Exercise task 1 :: Copy the stretch of the essay on suburban living from "In fact, the" through "tragic is that?", substituting "financial system" for "banking system".
Exercise task 2 :: According to the essay on suburban living, why is the so-called economy not recovering?
Exercise task 3 :: Render this sentence from the essay on suburban living in Spanish: "In short, we built even more stuff with no future, and ruined our society in the process."

HAMSTER WHEEL OF FUTILITY

12 comments

Posted on 3rd December 2012 by Administrator in Economy |Politics |Social Issues

Kunstler’s article captures the spirit of my article in much fewer words. I hope his hope for a better tomorrow comes true.

Homeless

By James Howard Kunstler
on December 3, 2012 9:14 AM

     Even if the so-called economy were “recovering,” the people of the USA would be stuck in a physical setting for daily life that has no future – the nightmare infrastructure of subdivision houses, strip malls, and WalMarts, all rigged up for incessant motoring. Of course, the so-called economy is not recovering because there is no more cheap oil. If oil ever gets cheap again, it will be because nobody has enough money to pay for it and surely you can connect the dots to what that hamster wheel of futility means.
     In fact, the heart of our economic predicament is that the American economy came to be based on the construction ever more suburban stuff, the financing of which, especially the houses, became the fodder for an episode of epic swindles that has left our banking system a hollowed out shell of accounting fraud. In short, we built even more stuff with no future, and ruined our society in the process. How tragic is that?
     The behavioral habits, practices, and consequences of being stuck in that living arrangement may end up being at least as problematic as the physical residue of it. It has left the people in a network of alienation, anxiety, and misery that defeats exactly the mentality needed to break free of it. For the truth is we’re faced with a massive necessary re-ordering of daily life in this country, and there is no vision or will to get on with job.
    Among the tribulations of this living arrangement is the utter loss of connection between place and purpose often expressed in the phrase “loss of community,” which is a little too abstract to me and fails to convey the tragedy of individuals living with no sense of purpose — and by that I mean duties, obligations, and responsibilities to other human beings.
     Obviously, the whole idea of a single-family house by definition dictates a certain disposition of things. It will lack the dimension and social relations of a household composed of multiple generations plus non-family members, helpers, employees, servants. And it should also be obvious that the single-generation, single-family house is a product of mid-20th century industrial dynamism that made even factory worker wage slaves rich by historical standards – Tom Wolfe pointed out years ago that the average GM assembly line drone enjoyed more sheer physical luxury at home than Louis XIV.
     Put the single-family house in the context of a suburban monoculture organized to conform relentlessly to the dictates of single use zoning, and you get a recipe for instant (and permanent) social dysfunction. Then, fill that house with electronic diversion devices and a microwave oven and you end up with a very few disconnected humans who rarely share a meal and exist, while “at home,” in a narcissistic vapor-realm of canned entertainment, pornography, texting (i.e. melodrama created to fill a void of purposelessness), and the sado-masochistic combats of video games (a substitute for purposeful, virile endeavor), all floating on a virtual river of relentless advertising.

Data listing ::
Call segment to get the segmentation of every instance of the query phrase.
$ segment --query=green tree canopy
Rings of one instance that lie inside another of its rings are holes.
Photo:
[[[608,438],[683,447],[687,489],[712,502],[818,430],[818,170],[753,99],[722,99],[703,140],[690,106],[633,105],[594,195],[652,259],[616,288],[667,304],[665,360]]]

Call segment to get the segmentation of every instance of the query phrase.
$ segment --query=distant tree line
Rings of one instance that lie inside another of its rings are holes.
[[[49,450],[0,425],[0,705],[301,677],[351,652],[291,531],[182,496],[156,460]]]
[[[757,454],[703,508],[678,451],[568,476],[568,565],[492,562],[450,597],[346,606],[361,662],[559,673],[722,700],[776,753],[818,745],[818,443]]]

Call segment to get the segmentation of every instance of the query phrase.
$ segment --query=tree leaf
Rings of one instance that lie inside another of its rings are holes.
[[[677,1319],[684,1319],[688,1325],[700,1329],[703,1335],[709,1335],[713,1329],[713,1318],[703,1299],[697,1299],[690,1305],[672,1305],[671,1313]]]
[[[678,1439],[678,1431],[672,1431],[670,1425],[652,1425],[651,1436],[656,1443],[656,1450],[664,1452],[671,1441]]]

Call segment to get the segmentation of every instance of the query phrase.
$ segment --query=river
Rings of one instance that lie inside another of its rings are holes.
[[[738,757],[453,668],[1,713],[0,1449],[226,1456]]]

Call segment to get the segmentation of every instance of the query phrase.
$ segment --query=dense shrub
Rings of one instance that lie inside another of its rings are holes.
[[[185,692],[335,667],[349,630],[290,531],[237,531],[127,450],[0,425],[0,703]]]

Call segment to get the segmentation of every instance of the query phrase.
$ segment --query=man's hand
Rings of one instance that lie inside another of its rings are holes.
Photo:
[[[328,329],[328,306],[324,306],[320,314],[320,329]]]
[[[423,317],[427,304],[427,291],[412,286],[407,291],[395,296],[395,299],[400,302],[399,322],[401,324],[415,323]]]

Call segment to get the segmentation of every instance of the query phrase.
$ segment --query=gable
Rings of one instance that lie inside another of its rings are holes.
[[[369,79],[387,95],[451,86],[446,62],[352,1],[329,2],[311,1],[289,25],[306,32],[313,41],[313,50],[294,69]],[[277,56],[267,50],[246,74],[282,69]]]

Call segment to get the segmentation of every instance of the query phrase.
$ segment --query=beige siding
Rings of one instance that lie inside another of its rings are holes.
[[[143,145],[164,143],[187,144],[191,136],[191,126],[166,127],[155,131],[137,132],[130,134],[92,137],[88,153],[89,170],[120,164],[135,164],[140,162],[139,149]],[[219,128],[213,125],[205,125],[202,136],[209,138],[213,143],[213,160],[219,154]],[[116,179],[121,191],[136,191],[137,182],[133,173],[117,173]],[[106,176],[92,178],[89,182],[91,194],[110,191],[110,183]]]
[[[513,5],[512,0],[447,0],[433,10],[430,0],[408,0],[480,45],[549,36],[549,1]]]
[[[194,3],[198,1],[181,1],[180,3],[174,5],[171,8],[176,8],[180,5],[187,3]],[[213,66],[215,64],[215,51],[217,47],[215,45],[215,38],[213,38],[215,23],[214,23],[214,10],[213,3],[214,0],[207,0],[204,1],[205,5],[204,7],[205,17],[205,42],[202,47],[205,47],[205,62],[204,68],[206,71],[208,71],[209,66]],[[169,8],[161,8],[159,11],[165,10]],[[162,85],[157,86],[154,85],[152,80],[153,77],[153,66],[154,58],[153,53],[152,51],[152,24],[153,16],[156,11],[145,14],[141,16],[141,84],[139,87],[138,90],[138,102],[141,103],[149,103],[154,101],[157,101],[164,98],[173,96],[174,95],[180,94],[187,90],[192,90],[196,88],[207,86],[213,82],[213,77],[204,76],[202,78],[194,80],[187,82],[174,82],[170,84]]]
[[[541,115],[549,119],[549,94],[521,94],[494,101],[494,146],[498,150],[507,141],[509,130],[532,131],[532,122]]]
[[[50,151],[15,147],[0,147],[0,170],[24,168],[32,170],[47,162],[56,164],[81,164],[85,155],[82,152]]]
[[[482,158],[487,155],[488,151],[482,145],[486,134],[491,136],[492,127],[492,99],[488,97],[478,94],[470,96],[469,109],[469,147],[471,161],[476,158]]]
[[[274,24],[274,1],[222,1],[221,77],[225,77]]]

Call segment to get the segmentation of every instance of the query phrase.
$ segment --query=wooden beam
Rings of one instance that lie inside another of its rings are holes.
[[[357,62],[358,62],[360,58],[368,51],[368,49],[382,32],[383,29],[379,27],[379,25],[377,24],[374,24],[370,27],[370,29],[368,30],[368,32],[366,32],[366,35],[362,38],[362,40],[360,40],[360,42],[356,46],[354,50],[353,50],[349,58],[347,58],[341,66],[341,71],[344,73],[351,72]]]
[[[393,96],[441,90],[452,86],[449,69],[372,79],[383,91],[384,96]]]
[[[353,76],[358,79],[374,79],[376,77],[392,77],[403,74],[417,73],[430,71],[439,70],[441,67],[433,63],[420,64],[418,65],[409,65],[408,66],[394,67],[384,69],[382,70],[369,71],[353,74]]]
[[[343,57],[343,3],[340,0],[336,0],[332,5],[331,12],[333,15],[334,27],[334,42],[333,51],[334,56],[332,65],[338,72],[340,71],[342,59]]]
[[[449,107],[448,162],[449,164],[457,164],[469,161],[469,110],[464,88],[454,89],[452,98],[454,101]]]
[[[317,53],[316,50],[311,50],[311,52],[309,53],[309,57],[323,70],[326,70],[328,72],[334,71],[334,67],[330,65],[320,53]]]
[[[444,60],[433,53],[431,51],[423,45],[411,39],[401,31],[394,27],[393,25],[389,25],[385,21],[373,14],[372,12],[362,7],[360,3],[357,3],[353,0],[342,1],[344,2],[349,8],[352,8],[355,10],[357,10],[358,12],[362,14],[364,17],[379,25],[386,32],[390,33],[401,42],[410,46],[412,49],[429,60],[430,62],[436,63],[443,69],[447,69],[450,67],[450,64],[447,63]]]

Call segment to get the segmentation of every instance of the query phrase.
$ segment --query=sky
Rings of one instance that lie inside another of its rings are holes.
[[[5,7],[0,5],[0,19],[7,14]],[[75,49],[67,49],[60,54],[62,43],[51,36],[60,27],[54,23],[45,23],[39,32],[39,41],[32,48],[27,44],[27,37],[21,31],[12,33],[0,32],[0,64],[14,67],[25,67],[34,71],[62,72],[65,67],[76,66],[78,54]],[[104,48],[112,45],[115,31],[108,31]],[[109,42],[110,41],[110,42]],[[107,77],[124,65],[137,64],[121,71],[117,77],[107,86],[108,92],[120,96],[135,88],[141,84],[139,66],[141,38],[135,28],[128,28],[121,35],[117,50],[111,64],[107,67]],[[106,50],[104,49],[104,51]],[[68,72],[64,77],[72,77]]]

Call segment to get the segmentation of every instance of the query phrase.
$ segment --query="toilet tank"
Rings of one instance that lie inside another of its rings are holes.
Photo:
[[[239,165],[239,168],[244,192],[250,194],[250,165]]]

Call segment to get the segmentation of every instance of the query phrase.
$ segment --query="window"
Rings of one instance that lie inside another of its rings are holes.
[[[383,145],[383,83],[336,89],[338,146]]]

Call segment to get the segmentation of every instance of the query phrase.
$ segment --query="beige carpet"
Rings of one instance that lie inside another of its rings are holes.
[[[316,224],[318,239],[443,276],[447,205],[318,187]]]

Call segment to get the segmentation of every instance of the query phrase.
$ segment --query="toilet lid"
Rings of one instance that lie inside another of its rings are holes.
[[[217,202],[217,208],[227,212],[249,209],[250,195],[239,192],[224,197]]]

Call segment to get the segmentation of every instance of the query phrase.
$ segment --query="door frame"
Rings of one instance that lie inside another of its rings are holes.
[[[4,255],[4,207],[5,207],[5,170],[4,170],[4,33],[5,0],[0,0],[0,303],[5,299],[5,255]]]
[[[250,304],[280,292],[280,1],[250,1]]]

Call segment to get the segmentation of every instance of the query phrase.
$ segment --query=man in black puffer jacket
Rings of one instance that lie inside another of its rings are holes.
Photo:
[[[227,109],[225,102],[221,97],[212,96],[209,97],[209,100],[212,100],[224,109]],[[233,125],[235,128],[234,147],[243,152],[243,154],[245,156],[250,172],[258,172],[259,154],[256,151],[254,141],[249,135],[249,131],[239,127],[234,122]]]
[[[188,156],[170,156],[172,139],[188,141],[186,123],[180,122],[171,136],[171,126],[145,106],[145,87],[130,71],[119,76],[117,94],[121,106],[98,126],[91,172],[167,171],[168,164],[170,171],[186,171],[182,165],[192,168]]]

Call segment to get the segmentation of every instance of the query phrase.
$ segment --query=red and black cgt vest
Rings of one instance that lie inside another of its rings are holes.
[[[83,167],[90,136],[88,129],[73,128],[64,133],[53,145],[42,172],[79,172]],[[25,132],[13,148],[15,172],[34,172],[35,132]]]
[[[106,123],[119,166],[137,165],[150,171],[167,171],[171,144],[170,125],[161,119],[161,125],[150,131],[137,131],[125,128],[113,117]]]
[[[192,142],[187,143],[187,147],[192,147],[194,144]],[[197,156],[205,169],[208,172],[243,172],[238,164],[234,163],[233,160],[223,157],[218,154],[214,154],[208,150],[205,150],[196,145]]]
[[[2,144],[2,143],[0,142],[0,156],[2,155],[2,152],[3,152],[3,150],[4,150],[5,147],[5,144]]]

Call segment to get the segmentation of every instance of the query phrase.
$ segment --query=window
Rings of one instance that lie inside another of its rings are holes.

Response 1 ::
In fact, the heart of our economic predicament is that the American economy came to be based on the construction ever more suburban stuff, the financing of which, especially the houses, became the fodder for an episode of epic swindles that has left our financial system a hollowed out shell of accounting fraud. In short, we built even more stuff with no future, and ruined our society in the process. How tragic is that?

Response 2 :: Because there is no more cheap oil.

Response 3 :: En resumen, construimos aún más cosas sin futuro y arruinamos nuestra sociedad en el proceso.